Research School Network: Supporting pupils with SEND during testing times The EEF’s Gary Aubin explains how the ​‘Five-a-day’ approach can support high quality teaching and exam preparation.


Supporting pupils with SEND during testing times

The EEF’s Gary Aubin explains how the ​‘Five-a-day’ approach can support high quality teaching and exam preparation.

by Research Schools Network
on the

For the first time in 3 years, Key Stage 2 SATs are here. As pupils nervously turn over the page of their first EGPS paper, Year 6 teachers will know they have done all they can to make their pupils assessment ready’. The period of transferring knowledge and skills is over. It’s up to pupils now.

But what does good exam preparation look like? What can teachers do in future years , particularly when pupils in their class have SEND, to maximise their pupils’ chances of exam success?

The evidence suggests that there is an approach which can successfully support pupils. Better still, those with SEND may not need an entirely different approach to their peers.

= Data extract =
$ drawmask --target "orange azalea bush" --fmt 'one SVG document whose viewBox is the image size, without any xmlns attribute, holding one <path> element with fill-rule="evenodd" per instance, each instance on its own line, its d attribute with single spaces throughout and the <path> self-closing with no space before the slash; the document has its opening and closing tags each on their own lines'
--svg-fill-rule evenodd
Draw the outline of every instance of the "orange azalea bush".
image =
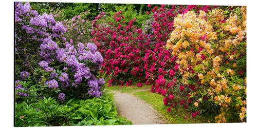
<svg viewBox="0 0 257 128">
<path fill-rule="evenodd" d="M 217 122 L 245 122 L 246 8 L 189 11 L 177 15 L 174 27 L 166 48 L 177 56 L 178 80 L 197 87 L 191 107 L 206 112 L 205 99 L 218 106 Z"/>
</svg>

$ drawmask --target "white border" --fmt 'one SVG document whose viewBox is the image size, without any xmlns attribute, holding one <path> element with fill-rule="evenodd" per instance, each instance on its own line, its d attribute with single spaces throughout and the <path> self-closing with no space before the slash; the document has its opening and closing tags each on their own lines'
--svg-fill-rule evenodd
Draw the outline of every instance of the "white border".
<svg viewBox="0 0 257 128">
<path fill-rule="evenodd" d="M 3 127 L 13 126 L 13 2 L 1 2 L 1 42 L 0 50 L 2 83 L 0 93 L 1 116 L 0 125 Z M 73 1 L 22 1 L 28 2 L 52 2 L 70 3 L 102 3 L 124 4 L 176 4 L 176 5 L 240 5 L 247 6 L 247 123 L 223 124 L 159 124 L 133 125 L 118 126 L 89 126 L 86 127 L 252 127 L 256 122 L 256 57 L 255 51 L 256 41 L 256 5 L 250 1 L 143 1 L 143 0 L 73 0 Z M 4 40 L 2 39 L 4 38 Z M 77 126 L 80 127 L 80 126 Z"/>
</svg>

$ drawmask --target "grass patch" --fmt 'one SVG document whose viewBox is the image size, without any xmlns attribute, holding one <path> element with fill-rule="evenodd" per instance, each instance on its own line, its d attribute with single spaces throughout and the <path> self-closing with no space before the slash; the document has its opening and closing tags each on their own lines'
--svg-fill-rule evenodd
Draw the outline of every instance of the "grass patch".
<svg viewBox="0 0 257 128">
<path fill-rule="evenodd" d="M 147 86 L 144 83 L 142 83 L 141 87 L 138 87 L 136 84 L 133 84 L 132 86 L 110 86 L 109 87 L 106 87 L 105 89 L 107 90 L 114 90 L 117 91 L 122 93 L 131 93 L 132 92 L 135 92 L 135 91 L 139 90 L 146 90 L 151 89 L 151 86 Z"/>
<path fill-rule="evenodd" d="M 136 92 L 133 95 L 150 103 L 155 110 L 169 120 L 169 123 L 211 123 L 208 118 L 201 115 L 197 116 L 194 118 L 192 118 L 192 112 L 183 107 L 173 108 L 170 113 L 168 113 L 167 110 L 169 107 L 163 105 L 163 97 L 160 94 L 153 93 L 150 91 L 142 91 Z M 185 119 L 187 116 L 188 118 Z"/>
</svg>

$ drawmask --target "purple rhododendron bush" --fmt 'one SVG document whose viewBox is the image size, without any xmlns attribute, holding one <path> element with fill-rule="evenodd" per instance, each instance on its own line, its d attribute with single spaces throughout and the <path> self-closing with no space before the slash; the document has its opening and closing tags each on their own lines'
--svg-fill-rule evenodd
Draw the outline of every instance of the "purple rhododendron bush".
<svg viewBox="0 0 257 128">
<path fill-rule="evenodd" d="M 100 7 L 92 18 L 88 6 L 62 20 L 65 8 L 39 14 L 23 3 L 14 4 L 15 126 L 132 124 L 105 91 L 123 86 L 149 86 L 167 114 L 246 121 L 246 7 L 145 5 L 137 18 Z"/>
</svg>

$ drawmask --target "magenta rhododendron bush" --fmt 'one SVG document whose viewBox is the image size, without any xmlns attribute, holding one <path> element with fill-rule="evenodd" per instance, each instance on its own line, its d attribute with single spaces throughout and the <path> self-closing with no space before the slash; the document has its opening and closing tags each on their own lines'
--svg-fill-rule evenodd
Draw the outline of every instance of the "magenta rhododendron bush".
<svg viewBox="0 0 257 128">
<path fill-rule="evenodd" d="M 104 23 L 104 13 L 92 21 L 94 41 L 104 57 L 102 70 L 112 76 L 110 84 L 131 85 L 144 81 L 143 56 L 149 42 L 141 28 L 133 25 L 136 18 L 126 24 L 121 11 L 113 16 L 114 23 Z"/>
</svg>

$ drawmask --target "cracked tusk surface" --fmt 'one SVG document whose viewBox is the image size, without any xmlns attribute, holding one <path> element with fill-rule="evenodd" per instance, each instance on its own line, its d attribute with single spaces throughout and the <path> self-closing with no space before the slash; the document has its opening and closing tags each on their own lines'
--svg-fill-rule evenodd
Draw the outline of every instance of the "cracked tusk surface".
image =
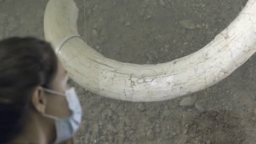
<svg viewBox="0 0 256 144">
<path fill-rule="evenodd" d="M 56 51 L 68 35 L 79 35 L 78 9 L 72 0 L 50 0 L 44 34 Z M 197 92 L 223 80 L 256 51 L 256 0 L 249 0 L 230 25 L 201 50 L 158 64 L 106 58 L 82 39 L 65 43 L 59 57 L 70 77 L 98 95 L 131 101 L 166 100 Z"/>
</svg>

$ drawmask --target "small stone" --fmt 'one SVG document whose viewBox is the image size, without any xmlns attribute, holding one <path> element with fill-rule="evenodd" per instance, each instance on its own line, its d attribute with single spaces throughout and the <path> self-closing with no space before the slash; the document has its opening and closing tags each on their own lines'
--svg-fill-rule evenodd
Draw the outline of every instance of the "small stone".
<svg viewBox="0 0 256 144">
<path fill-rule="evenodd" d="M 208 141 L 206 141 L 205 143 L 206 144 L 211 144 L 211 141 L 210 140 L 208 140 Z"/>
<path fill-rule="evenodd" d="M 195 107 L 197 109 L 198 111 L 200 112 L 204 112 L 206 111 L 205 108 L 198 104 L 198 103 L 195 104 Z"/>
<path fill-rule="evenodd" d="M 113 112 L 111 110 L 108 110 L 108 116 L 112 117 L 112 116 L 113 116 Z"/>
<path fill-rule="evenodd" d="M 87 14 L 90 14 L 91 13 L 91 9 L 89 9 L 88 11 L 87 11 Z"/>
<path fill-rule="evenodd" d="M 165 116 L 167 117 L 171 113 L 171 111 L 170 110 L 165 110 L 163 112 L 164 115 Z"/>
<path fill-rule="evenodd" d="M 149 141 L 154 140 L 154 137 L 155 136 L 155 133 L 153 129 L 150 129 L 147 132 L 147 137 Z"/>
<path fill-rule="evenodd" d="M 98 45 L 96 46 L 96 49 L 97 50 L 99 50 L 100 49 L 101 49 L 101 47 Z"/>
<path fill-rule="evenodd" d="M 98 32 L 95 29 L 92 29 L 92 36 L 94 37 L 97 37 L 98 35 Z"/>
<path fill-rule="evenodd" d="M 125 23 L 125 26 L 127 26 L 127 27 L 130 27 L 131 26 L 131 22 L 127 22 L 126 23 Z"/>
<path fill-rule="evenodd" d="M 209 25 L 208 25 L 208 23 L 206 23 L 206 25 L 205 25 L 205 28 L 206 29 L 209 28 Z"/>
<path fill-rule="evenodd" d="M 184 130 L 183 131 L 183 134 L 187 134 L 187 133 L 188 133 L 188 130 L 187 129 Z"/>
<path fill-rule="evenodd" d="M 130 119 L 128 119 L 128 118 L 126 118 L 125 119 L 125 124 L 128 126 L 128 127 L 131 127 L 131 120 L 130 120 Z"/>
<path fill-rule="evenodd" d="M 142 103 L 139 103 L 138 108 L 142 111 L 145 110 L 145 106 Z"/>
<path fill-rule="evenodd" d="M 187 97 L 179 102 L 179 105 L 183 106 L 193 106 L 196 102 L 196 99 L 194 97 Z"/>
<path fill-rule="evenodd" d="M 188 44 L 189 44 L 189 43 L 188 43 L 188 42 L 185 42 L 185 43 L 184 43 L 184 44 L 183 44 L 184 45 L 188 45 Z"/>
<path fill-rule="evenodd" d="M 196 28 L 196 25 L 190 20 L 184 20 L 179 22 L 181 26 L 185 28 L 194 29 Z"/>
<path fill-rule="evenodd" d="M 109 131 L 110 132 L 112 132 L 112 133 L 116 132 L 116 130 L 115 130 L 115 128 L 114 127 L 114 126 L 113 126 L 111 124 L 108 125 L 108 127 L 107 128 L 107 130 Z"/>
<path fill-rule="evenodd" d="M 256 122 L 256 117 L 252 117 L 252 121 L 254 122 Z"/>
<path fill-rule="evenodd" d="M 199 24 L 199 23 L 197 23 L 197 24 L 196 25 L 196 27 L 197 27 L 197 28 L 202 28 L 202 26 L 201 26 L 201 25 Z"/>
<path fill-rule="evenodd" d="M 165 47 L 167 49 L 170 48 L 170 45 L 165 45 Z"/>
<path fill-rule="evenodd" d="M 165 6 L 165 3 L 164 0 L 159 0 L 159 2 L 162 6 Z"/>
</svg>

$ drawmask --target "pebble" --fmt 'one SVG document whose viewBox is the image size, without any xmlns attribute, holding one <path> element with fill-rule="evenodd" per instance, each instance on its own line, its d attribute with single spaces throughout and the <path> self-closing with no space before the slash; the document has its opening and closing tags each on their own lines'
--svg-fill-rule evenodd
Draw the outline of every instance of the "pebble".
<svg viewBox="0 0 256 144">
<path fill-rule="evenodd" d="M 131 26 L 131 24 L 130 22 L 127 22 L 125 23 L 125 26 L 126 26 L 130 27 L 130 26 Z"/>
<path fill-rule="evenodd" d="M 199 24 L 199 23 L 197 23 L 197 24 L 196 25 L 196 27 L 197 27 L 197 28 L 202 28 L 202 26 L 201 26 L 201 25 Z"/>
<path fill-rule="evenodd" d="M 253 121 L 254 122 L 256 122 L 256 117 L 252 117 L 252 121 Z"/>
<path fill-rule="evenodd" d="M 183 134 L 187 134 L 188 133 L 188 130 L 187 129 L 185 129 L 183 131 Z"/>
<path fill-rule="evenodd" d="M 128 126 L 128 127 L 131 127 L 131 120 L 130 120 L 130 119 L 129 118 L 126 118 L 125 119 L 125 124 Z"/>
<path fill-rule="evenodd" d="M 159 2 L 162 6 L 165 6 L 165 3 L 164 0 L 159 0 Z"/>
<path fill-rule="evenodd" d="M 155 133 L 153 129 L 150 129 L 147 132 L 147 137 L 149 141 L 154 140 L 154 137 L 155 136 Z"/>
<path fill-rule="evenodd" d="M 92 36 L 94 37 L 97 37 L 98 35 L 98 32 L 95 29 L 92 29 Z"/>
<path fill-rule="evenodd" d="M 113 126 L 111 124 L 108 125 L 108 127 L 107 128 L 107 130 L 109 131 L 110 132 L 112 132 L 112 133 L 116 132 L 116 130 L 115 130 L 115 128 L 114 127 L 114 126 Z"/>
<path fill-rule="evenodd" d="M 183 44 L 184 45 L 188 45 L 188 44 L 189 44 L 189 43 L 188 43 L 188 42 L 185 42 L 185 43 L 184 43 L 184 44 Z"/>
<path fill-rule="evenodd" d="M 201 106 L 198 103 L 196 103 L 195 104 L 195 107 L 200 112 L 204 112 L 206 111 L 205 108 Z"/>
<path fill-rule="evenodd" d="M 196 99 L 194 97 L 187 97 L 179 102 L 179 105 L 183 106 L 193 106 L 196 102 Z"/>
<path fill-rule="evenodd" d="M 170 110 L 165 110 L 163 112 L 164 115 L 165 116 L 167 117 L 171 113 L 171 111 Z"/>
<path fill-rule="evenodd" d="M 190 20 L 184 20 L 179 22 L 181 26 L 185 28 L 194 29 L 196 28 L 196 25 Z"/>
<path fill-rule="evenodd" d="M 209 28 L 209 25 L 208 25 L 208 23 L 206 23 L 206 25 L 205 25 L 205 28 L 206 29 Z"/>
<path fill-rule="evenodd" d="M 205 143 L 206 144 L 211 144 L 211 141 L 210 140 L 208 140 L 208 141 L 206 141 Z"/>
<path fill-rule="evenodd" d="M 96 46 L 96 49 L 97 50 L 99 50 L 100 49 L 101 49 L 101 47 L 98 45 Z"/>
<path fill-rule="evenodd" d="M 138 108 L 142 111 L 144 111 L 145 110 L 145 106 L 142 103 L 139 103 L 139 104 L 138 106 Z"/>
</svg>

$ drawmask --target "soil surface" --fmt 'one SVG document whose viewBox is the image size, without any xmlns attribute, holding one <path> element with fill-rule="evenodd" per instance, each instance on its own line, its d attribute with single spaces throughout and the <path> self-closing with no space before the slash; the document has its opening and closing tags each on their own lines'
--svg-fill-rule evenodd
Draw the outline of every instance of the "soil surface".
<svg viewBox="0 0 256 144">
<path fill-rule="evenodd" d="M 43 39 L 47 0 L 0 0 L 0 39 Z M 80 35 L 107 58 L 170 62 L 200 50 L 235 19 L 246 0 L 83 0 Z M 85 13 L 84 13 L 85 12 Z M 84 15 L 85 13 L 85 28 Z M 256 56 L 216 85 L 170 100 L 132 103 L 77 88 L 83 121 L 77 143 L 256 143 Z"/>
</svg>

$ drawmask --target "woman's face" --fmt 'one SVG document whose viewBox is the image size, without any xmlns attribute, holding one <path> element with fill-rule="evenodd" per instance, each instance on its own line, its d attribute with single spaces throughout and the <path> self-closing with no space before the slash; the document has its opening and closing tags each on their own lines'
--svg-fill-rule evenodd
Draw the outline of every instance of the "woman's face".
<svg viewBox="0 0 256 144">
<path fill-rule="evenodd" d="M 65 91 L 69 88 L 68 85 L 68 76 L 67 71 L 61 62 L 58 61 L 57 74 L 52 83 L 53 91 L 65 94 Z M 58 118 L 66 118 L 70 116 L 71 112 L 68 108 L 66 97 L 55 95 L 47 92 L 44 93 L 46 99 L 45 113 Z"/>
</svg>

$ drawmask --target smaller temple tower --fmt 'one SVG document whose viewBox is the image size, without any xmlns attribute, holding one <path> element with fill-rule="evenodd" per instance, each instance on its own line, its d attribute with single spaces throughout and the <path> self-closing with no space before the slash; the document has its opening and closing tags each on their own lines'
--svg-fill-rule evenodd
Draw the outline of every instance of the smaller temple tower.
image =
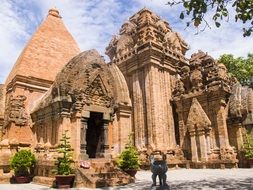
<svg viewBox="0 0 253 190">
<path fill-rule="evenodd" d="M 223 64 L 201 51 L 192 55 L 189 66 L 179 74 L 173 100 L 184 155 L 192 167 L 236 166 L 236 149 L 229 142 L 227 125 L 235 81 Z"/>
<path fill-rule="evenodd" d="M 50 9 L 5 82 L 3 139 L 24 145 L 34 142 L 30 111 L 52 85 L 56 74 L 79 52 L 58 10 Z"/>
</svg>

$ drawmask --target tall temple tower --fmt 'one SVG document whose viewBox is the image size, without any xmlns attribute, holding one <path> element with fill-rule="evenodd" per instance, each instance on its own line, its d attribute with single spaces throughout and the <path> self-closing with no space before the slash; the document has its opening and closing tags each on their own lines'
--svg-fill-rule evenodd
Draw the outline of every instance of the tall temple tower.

= Aim 1 =
Summarize the text on supporting pupils with SEND during testing times in two sentences.
= Aim 2 =
Filter the entries down to the lines containing the string "every".
The text and the entries come from separate, unrelated sources.

= Written response 1 =
With Key Stage 2 SATs back for the first time in 3 years, the EEF's Gary Aubin explains how the "Five-a-day" approach can support high quality teaching and exam preparation. The evidence suggests that one approach can successfully support pupils, and those with SEND may not need an entirely different approach to their peers.

= Written response 2 =
Draw the outline of every instance of the "orange azalea bush".
Draw the outline of every instance of the "white border".
Draw the outline of every instance of the "grass patch".
Draw the outline of every instance of the "purple rhododendron bush".
Draw the outline of every instance of the "magenta rhododendron bush".
Draw the outline of every instance of the "cracked tusk surface".
Draw the outline of every instance of the "small stone".
Draw the outline of every instance of the "pebble".
Draw the outline of every instance of the "soil surface".
Draw the outline of every instance of the "woman's face".
Draw the outline of every instance of the smaller temple tower.
Draw the outline of every instance of the tall temple tower.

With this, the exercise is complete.